Arbeitsanweisung >>
Sammeln Sie aus den folgenden Zeilen jede, in der das Wort „motorcycle“ vorkommt, und schreiben Sie diese Zeilen vollständig ab.

Material zur Aufgabe >>
● ● ●

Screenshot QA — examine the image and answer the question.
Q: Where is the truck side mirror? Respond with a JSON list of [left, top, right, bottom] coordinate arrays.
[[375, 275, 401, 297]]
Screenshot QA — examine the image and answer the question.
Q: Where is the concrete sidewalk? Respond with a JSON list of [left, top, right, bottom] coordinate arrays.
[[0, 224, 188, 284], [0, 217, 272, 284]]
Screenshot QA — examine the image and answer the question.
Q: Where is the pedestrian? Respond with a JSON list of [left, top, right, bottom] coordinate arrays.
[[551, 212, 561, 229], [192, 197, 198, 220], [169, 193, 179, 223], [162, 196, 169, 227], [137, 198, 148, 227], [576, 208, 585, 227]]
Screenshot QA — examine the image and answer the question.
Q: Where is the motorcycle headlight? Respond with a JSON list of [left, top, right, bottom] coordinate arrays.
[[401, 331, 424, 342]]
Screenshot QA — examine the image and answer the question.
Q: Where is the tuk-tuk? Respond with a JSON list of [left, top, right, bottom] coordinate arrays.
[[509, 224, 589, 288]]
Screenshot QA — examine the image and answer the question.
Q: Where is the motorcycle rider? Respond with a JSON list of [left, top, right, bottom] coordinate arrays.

● ● ●

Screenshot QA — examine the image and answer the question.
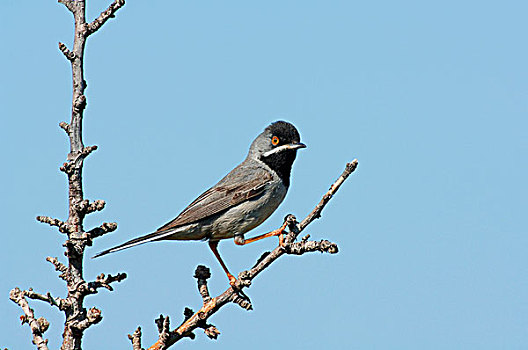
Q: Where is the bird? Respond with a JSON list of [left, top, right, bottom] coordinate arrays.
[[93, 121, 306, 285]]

● ● ●

Lösung >>
Q: Where is the motorcycle headlight? Respond with a JSON list of [left, top, right, bottom] coordinate arrays.
Q: Where is the motorcycle rider? Respond with a JSON list of [left, top, right, bottom] coordinate arrays.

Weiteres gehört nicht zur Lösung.